TEXTAUSZUG:
_ _ _ _ _

2. Teil – Am Strand
Das Frühstück hat länger gedauert. Schon kurz vor Mittag und wir machen uns auf zum Strand. Der Weg vom Hostel ist einfach zu finden. Einfach in die Richtung laufen, aus der die Leute mit den Handtüchern und Badeutensilien kommen. Denn, natürlich, ein echter Strand-Profi kommt morgens, geht vor der Mittagshitze und kommt Nachmittags wieder. Auch hier in Russland.
Zum Strand geht es durch einen kleinen Park mit Palmen und exotischen Pflanzen, vorbei an einigen Cafés und Restaurants, bis man plötzlich am Hafen steht. Nur eine einzige große, russisch beflaggte Yacht liegt hier vor Anker.

_ _ _ _ _

Auszüge aus einem Zeige-Datensatz:
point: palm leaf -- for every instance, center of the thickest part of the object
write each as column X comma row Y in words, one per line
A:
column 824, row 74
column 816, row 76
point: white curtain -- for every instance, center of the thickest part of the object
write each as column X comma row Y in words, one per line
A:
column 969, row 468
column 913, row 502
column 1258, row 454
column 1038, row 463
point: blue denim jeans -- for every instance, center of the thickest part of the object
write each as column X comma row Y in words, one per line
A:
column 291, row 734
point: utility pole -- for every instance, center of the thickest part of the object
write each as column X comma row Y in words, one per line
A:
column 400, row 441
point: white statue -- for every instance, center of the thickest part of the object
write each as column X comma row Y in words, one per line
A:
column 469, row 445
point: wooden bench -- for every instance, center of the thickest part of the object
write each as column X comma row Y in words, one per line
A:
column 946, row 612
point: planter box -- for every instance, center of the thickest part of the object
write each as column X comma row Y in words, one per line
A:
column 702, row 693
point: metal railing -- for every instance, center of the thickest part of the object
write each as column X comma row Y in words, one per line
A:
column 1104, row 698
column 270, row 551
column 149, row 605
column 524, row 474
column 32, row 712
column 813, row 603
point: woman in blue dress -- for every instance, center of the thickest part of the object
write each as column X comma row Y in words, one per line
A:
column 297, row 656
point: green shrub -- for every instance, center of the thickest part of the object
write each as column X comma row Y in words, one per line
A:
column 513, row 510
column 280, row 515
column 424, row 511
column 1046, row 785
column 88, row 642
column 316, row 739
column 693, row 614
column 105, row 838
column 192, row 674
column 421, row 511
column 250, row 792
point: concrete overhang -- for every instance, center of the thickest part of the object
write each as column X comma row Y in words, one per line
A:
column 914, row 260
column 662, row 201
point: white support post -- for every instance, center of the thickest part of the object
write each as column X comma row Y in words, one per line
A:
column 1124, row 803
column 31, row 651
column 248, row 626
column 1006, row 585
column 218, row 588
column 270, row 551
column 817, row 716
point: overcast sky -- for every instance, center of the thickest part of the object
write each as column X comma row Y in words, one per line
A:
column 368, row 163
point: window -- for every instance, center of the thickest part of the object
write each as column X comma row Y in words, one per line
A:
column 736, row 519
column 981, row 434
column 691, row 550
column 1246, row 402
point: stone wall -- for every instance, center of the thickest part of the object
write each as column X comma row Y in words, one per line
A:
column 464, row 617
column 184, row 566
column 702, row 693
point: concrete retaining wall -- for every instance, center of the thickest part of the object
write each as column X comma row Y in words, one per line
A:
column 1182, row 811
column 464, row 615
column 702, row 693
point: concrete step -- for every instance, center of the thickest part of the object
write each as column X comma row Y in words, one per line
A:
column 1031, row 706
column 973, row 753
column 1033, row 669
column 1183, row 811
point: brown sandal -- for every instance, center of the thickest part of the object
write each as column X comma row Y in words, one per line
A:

_ _ _ _ _

SCHRIFTLICHE AUFGABE 1:
Stimmen die folgenden Aussagen mit dem Textauszug über den Weg zum Strand überein? Antworte jeweils mit Ja oder Nein und zitiere die entscheidenden Worte des Textauszugs wörtlich.
(a) Das Frühstück war schnell vorbei.
(b) Der Weg zum Strand führt durch einen kleinen Park mit Palmen.
(c) Im Hafen liegen mehrere Yachten vor Anker.
SCHRIFTLICHE AUFGABE 2: Beginne in den Einträgen bei der Zeile mit „point: white curtain“ und höre nach der Zeile mit „column 1038, row 463“ auf. Gib nur diese Zeilen wieder und benenne darin „thickest part“ in „widest part“ um, ohne sonst etwas zu ändern.
Der Textauszug und die Einträge stammen aus verschiedenen Quellen.

LÖSUNG 1:
(a) Nein: „Das Frühstück hat länger gedauert.“
(b) Ja: „Zum Strand geht es durch einen kleinen Park mit Palmen und exotischen Pflanzen“
(c) Nein: „Nur eine einzige große, russisch beflaggte Yacht liegt hier vor Anker.“

LÖSUNG 2:
point: white curtain -- for every instance, center of the widest part of the object
write each as column X comma row Y in words, one per line
A:
column 969, row 468
column 913, row 502
column 1258, row 454
column 1038, row 463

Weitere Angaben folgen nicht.